Text passage:
# # # # #

We know you want the best for your pet and often pet owners are nervous about taking their pet for a veterinary dental cleaning because they are fearful about their pet being put under anesthesia for the procedure. First, we want to reassure pet owners that under the correct protocols, anesthesia is very safe and is far less dangerous than the periodontal disease that will develop without proper cleanings.
When preparing to take your pet for a veterinary dental cleaning, here are some questions you can ask your veterinarian to give you peace of mind about your pet’s safety and the care you can expect.
Questions about Anesthesia:
- Do you perform laboratory work for my pet prior to anesthesia?
Laboratory work will be recommended by your veterinarian to evaluate your pet’s internal organ function prior to anesthesia.
- Who performs and monitors the anesthesia process?
- You should confirm that your pet is monitored under anesthesia by a trained veterinary technician who monitors blood pressure, blood oxygen saturation, end tidal carbon dioxide, electrocardiogram, respiratory rate and body temperature. Intravenous fluids should be administered throughout the procedure to help maintain your pet’s blood pressure and provide intravenous access for additional drugs if they are needed. Your pet should be kept warm with warming blankets during the procedure. Your veterinarian should be happy to discuss every step of the process with you.
- What is your full anesthesia protocol?
You should confirm your pet’s blood pressure and blood oxygen are constantly monitored by a trained veterinary technician, that IV fluids are administered throughout the procedure and pets are kept warm with warming blankets during the procedure. Your veterinarian should be happy to discuss every step of the process with you.

# # # # #

Given information:
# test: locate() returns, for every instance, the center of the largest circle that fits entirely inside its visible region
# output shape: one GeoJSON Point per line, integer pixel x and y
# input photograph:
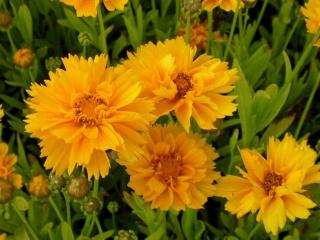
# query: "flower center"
{"type": "Point", "coordinates": [89, 110]}
{"type": "Point", "coordinates": [167, 166]}
{"type": "Point", "coordinates": [183, 84]}
{"type": "Point", "coordinates": [271, 181]}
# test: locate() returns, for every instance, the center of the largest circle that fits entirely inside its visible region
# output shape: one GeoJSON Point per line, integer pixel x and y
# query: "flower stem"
{"type": "Point", "coordinates": [210, 23]}
{"type": "Point", "coordinates": [101, 26]}
{"type": "Point", "coordinates": [233, 27]}
{"type": "Point", "coordinates": [56, 209]}
{"type": "Point", "coordinates": [25, 222]}
{"type": "Point", "coordinates": [307, 107]}
{"type": "Point", "coordinates": [67, 200]}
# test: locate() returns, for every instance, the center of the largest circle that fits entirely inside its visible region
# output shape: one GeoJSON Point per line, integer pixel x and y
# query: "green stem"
{"type": "Point", "coordinates": [67, 200]}
{"type": "Point", "coordinates": [254, 230]}
{"type": "Point", "coordinates": [304, 56]}
{"type": "Point", "coordinates": [307, 107]}
{"type": "Point", "coordinates": [56, 209]}
{"type": "Point", "coordinates": [188, 28]}
{"type": "Point", "coordinates": [25, 222]}
{"type": "Point", "coordinates": [233, 27]}
{"type": "Point", "coordinates": [256, 25]}
{"type": "Point", "coordinates": [13, 46]}
{"type": "Point", "coordinates": [101, 26]}
{"type": "Point", "coordinates": [210, 25]}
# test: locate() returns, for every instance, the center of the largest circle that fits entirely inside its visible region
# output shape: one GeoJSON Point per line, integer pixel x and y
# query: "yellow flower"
{"type": "Point", "coordinates": [273, 186]}
{"type": "Point", "coordinates": [178, 82]}
{"type": "Point", "coordinates": [112, 5]}
{"type": "Point", "coordinates": [174, 170]}
{"type": "Point", "coordinates": [23, 57]}
{"type": "Point", "coordinates": [83, 111]}
{"type": "Point", "coordinates": [7, 170]}
{"type": "Point", "coordinates": [39, 186]}
{"type": "Point", "coordinates": [88, 8]}
{"type": "Point", "coordinates": [311, 11]}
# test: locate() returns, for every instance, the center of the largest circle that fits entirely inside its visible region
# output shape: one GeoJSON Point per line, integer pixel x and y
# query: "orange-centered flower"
{"type": "Point", "coordinates": [179, 82]}
{"type": "Point", "coordinates": [174, 170]}
{"type": "Point", "coordinates": [7, 169]}
{"type": "Point", "coordinates": [89, 7]}
{"type": "Point", "coordinates": [83, 111]}
{"type": "Point", "coordinates": [311, 11]}
{"type": "Point", "coordinates": [273, 186]}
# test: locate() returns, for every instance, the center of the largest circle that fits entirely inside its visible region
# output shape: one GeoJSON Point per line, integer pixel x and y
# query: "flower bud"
{"type": "Point", "coordinates": [90, 205]}
{"type": "Point", "coordinates": [78, 187]}
{"type": "Point", "coordinates": [84, 39]}
{"type": "Point", "coordinates": [39, 186]}
{"type": "Point", "coordinates": [113, 207]}
{"type": "Point", "coordinates": [52, 63]}
{"type": "Point", "coordinates": [5, 20]}
{"type": "Point", "coordinates": [6, 191]}
{"type": "Point", "coordinates": [56, 183]}
{"type": "Point", "coordinates": [23, 57]}
{"type": "Point", "coordinates": [126, 235]}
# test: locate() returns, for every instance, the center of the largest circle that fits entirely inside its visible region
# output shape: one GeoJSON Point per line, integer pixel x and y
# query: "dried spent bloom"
{"type": "Point", "coordinates": [88, 8]}
{"type": "Point", "coordinates": [198, 35]}
{"type": "Point", "coordinates": [39, 186]}
{"type": "Point", "coordinates": [226, 5]}
{"type": "Point", "coordinates": [189, 87]}
{"type": "Point", "coordinates": [273, 186]}
{"type": "Point", "coordinates": [83, 111]}
{"type": "Point", "coordinates": [23, 57]}
{"type": "Point", "coordinates": [311, 11]}
{"type": "Point", "coordinates": [7, 169]}
{"type": "Point", "coordinates": [78, 187]}
{"type": "Point", "coordinates": [174, 170]}
{"type": "Point", "coordinates": [6, 191]}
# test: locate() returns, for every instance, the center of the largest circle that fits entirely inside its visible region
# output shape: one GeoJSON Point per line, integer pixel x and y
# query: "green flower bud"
{"type": "Point", "coordinates": [6, 191]}
{"type": "Point", "coordinates": [56, 183]}
{"type": "Point", "coordinates": [52, 63]}
{"type": "Point", "coordinates": [78, 187]}
{"type": "Point", "coordinates": [90, 205]}
{"type": "Point", "coordinates": [5, 20]}
{"type": "Point", "coordinates": [126, 235]}
{"type": "Point", "coordinates": [113, 207]}
{"type": "Point", "coordinates": [84, 39]}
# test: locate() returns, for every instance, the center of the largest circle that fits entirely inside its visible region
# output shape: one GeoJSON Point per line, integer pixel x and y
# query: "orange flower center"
{"type": "Point", "coordinates": [89, 110]}
{"type": "Point", "coordinates": [167, 166]}
{"type": "Point", "coordinates": [271, 181]}
{"type": "Point", "coordinates": [183, 84]}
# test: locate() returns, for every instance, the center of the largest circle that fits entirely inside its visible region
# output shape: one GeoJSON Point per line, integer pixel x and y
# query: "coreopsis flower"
{"type": "Point", "coordinates": [83, 111]}
{"type": "Point", "coordinates": [23, 57]}
{"type": "Point", "coordinates": [273, 186]}
{"type": "Point", "coordinates": [179, 82]}
{"type": "Point", "coordinates": [175, 169]}
{"type": "Point", "coordinates": [226, 5]}
{"type": "Point", "coordinates": [198, 35]}
{"type": "Point", "coordinates": [39, 186]}
{"type": "Point", "coordinates": [7, 169]}
{"type": "Point", "coordinates": [88, 8]}
{"type": "Point", "coordinates": [311, 11]}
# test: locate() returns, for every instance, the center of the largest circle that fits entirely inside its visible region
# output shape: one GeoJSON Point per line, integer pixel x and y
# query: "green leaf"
{"type": "Point", "coordinates": [66, 231]}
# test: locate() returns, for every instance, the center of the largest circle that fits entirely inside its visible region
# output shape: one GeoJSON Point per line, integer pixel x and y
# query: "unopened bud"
{"type": "Point", "coordinates": [78, 187]}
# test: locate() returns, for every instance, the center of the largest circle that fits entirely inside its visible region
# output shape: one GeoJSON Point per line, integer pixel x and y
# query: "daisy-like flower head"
{"type": "Point", "coordinates": [179, 82]}
{"type": "Point", "coordinates": [175, 169]}
{"type": "Point", "coordinates": [311, 11]}
{"type": "Point", "coordinates": [273, 186]}
{"type": "Point", "coordinates": [88, 8]}
{"type": "Point", "coordinates": [83, 111]}
{"type": "Point", "coordinates": [226, 5]}
{"type": "Point", "coordinates": [7, 169]}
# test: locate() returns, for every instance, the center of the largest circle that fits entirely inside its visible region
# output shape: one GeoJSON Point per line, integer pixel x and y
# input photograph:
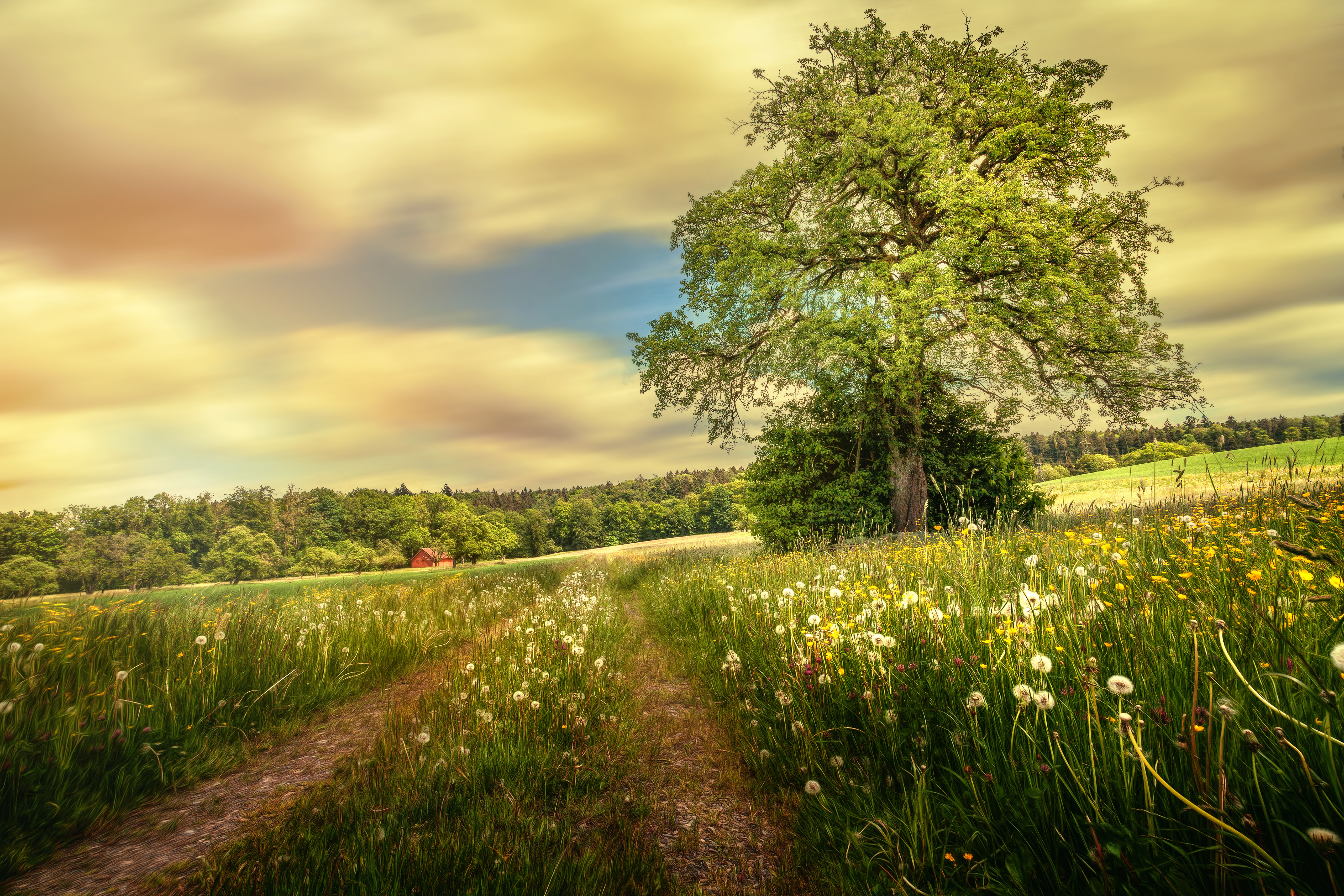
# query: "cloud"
{"type": "Point", "coordinates": [191, 191]}
{"type": "Point", "coordinates": [80, 199]}
{"type": "Point", "coordinates": [339, 406]}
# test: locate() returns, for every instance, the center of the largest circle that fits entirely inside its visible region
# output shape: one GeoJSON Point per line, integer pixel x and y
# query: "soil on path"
{"type": "Point", "coordinates": [710, 829]}
{"type": "Point", "coordinates": [169, 837]}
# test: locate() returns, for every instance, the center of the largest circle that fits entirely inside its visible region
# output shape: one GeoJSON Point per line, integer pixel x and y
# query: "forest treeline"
{"type": "Point", "coordinates": [1072, 452]}
{"type": "Point", "coordinates": [261, 532]}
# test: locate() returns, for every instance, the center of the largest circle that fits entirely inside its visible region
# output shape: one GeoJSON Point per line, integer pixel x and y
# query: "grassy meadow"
{"type": "Point", "coordinates": [1202, 475]}
{"type": "Point", "coordinates": [1121, 700]}
{"type": "Point", "coordinates": [506, 780]}
{"type": "Point", "coordinates": [109, 702]}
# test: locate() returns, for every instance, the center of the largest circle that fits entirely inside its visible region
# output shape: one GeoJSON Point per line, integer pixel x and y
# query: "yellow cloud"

# # # # #

Work task 1:
Reproduce the passage of the pet dental anesthesia text starting at "When preparing to" and ending at "prior to anesthesia.".
Work task 2:
Carry on the pet dental anesthesia text past its final sentence, writing the part that comes next.

Answer space 1:
When preparing to take your pet for a veterinary dental cleaning, here are some questions you can ask your veterinarian to give you peace of mind about your pet’s safety and the care you can expect.
Questions about Anesthesia:
- Do you perform laboratory work for my pet prior to anesthesia?
Laboratory work will be recommended by your veterinarian to evaluate your pet’s internal organ function prior to anesthesia.

Answer space 2:
- Ask for the practice’s anesthetic safety record. AAHA certified veterinary practices are required to keep anesthesia safety records. You can ask about this record and a practice should be more than happy to share this information with you.
Questions about the dental procedure?
Do you take radiographs as a standard practice for all cleanings?
A comprehensive veterinary dental cleaning will include radiographs. This is the only way to identify other painful problems that may exist in your pet’s mouth under the gum, in the bone or involving the tooth root due to periodontal or endodontic disease.
- Do you use localized nerve blocks?
Local nerve blocks, in addition to pain medication administered prior to anesthesia, reduces the need for general anesthetic, improving the safety of the procedure and making your pet’s recovery faster and less painful.
- What is your protocol if you identify a problem?
You should ask your veterinarian how they handle disease that they find and if they will discuss the findings and treatment options with you immediately. You may also want to ask how they handle any complex issues they find such as broken teeth, bone loss or other problems. In many cases a specialist can save teeth with root canal procedures as opposed to extraction – keeping teeth intact when possible can prevent future dental problems to a pet.